* Activity *
Two lines below mark the span: the one containing "1. Examine the following" and the one containing "foreground field visible.". Set down both, plus every line between, exactly as they stand, and nothing else.

══ Study material

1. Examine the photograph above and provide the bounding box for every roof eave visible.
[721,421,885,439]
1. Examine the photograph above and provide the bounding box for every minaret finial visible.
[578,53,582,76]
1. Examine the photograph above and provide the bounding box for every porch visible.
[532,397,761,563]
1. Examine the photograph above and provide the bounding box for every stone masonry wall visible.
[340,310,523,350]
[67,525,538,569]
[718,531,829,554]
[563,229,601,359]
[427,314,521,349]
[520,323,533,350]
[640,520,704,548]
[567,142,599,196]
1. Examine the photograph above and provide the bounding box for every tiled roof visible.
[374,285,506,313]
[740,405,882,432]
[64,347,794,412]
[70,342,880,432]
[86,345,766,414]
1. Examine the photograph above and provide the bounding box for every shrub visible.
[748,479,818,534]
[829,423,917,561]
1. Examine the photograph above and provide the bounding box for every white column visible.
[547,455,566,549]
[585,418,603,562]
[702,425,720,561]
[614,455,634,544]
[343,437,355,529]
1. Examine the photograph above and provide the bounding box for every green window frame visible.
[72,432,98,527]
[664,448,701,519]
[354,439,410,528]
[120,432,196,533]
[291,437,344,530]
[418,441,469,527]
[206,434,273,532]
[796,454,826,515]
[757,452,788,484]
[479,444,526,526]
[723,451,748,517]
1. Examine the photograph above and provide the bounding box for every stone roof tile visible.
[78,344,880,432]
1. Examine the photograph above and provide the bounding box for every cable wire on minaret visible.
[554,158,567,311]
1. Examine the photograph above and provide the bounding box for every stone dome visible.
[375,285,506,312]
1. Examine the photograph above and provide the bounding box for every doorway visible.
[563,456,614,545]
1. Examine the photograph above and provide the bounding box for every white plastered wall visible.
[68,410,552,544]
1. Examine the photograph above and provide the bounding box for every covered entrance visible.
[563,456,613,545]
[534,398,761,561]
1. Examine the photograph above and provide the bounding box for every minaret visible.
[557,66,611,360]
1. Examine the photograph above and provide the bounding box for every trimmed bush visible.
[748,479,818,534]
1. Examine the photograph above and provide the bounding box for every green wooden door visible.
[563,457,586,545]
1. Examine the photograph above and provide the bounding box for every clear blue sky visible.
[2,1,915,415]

════
══ Study material

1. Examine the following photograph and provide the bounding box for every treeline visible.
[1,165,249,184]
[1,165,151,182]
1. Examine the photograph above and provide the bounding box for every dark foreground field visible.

════

* Response *
1. Examine the following photograph and provide the bounding box for every treeline visible.
[1,165,249,184]
[1,165,151,182]
1. Examine the photograph above and provide the bounding box for every dark foreground field visible.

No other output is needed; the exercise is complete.